→ Stated goal
Rescale the rows below, starting at the one that contains "Locate every instance of the white dashed" and ending with the last row, and give only those rows. Copy each request unchanged, and multiply every coordinate in the answers by 0.3, rounding each result to a whole number with halves rounded up.

>> Begin Given information

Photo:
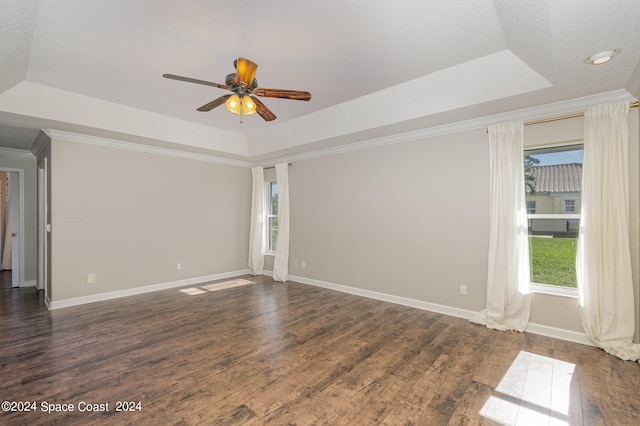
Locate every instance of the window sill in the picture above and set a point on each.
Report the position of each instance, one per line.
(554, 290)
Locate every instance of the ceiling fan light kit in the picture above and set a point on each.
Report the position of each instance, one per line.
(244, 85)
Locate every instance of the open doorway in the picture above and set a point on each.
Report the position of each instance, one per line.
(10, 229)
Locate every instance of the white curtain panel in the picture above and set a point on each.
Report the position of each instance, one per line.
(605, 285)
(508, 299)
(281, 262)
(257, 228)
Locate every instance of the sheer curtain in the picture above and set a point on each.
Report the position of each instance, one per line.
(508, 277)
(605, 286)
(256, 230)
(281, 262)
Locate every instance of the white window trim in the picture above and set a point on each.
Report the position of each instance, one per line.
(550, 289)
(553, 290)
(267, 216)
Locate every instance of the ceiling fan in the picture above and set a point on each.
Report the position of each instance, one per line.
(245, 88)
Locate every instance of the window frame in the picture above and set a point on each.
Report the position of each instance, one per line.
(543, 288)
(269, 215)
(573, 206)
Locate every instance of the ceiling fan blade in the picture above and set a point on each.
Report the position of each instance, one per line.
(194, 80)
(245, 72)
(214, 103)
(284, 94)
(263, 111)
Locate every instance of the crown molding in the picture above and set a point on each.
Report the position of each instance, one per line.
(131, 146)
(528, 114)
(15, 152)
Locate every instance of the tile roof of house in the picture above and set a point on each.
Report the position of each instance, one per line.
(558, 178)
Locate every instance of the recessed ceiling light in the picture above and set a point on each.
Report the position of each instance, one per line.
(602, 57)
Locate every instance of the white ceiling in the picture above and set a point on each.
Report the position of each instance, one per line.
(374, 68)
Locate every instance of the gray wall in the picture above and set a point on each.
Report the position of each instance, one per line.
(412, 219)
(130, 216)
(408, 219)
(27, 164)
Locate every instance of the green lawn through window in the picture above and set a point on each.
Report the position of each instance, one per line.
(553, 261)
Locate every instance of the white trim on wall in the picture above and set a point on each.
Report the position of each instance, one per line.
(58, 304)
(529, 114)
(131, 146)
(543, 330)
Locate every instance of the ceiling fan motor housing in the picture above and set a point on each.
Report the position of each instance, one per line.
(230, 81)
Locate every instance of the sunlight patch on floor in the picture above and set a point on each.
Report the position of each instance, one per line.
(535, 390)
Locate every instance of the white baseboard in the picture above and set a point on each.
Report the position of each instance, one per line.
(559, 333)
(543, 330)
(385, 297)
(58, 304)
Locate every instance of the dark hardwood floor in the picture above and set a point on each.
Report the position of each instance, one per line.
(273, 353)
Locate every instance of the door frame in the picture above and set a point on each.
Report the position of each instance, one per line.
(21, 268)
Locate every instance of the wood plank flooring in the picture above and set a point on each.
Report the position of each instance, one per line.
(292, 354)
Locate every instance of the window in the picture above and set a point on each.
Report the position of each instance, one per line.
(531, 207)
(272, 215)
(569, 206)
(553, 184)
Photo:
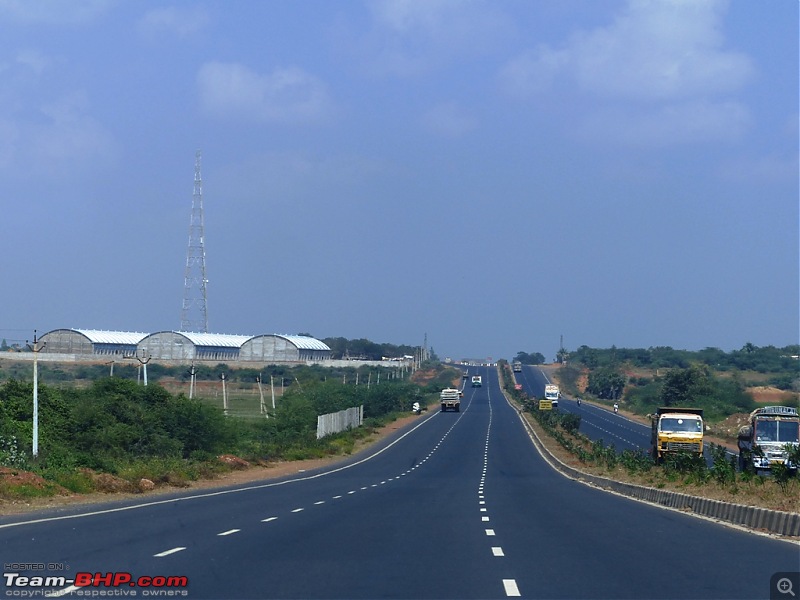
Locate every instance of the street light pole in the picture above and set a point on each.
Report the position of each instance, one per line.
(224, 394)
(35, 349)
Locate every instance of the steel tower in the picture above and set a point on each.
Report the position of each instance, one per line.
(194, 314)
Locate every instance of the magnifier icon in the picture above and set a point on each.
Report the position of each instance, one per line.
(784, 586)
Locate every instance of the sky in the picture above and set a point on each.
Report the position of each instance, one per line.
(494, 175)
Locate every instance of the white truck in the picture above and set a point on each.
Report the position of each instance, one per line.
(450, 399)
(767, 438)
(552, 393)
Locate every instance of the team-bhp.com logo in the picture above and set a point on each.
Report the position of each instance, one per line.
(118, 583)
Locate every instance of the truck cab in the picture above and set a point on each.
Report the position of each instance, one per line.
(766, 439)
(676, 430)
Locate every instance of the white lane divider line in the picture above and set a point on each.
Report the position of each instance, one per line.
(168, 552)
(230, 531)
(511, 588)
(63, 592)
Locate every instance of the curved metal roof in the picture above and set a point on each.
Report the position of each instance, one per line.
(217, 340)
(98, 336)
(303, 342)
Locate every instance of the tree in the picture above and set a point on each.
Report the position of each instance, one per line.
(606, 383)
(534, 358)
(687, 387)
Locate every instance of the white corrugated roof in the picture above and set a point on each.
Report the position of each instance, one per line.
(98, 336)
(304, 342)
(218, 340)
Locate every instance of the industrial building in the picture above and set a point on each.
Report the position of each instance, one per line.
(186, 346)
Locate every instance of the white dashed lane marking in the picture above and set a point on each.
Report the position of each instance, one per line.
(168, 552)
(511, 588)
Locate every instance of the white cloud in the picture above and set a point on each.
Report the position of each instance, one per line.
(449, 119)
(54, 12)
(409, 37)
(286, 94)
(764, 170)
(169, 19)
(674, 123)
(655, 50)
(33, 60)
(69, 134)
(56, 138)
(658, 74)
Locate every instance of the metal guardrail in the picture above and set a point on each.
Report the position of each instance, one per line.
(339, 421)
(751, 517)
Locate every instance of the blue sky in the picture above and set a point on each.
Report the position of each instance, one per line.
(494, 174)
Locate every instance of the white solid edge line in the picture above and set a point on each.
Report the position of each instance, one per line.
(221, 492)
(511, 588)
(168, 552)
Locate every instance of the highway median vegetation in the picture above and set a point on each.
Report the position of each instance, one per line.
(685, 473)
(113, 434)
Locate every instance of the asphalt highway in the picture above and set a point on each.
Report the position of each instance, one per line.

>> End Given information

→ Answer to this exercise
Locate every instance of the white dashed lane marking in the picture above and set a point on each.
Report the position of each instance, one per line.
(50, 166)
(153, 176)
Locate every instance of the white cloud in the picture above and set a point on each.
Report the position of each instance, one per line.
(135, 36)
(16, 4)
(123, 11)
(86, 28)
(229, 51)
(51, 6)
(202, 37)
(197, 15)
(10, 18)
(21, 40)
(17, 41)
(197, 22)
Locate every instance of the metal guardrail in the picture above and set a point on each.
Report the position of each instance, one per line.
(102, 126)
(225, 155)
Locate every instance of the blue sky in the picture above and set a point on each.
Report the position of each instance, one per line.
(148, 52)
Locate every instance of the white solid edge line in the picture above and set a point on each.
Report the position of each instance, one per line.
(66, 148)
(153, 176)
(50, 166)
Locate every instance of the highway median vegetation in the picture above and set a point on each.
Report the position of each instance, one per line.
(206, 142)
(34, 130)
Locate every instance of the asphalt highway in the picture above and set a point on each.
Report the position of each instance, one per line.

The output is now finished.